→ **Task objective**:
Locate every line in the records that contains the string "rough" and copy each one out. Case counts.
━━━━━━━━━━━━━━━━
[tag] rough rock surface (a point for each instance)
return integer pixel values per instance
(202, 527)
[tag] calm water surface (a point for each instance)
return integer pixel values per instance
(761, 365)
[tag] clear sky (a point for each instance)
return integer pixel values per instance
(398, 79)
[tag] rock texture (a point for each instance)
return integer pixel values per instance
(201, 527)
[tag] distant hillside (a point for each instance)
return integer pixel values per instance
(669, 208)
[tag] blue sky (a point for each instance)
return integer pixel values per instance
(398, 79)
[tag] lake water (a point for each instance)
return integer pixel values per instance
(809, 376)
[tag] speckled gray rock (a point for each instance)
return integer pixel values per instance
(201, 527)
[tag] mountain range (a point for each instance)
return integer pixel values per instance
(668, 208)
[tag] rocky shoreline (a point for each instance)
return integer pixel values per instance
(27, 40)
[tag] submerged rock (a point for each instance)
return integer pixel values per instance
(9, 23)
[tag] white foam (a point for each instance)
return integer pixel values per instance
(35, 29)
━━━━━━━━━━━━━━━━
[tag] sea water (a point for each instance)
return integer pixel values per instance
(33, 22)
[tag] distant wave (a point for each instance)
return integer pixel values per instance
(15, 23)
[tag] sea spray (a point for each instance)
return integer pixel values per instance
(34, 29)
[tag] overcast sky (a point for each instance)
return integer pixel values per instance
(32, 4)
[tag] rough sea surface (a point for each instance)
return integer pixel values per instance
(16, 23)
━━━━━━━━━━━━━━━━
→ **Completed exercise**:
[tag] rough rock surface (a point for each instance)
[tag] rough sea surface (a point for each instance)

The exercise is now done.